**Instruction:** Rewrite the rows from the start up to and including the line with "84 67 L 84 62", keeping the requests, and scale every outline coordinate in the answers by 1.65, rounding to whole numbers with halves going up. Leave the pictures out, and keep the numbers in the requests and format samples unchanged.
─── Material supplied
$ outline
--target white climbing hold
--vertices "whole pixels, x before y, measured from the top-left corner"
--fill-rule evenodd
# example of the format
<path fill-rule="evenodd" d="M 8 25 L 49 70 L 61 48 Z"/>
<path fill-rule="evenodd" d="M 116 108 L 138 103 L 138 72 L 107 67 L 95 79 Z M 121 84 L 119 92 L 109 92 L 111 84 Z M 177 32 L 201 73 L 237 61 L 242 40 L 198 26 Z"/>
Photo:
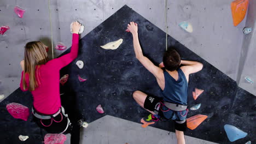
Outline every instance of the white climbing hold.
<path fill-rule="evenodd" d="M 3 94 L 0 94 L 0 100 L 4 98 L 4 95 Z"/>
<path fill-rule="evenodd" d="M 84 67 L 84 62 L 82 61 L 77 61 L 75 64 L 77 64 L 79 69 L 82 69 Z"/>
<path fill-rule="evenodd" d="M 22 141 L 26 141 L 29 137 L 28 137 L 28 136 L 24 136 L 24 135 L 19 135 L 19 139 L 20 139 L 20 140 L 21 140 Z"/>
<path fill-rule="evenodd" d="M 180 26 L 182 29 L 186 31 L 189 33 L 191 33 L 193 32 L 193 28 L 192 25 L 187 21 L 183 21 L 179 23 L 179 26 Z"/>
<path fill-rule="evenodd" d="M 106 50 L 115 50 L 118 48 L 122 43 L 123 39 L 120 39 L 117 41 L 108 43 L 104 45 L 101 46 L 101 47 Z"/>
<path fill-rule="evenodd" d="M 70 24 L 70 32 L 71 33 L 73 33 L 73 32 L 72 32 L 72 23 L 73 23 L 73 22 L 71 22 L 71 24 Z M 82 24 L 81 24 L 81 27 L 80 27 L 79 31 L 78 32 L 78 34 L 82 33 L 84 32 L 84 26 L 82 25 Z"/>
──────
**Solved exercise:**
$ outline
--target white climbing hold
--vertices "whole pixels, x before y, measured from the top-left corner"
--fill-rule evenodd
# example of the format
<path fill-rule="evenodd" d="M 8 25 L 49 70 L 61 48 Z"/>
<path fill-rule="evenodd" d="M 116 108 L 138 103 L 138 72 L 107 67 L 95 79 Z M 121 84 L 119 92 L 109 92 L 111 84 Z M 177 32 L 201 73 L 237 61 L 242 40 L 198 26 Z"/>
Photo:
Outline every instance of the white climbing hold.
<path fill-rule="evenodd" d="M 5 155 L 0 155 L 0 165 L 7 162 L 7 157 Z"/>
<path fill-rule="evenodd" d="M 139 111 L 139 102 L 135 101 L 127 101 L 124 106 L 127 106 L 130 114 L 135 114 Z"/>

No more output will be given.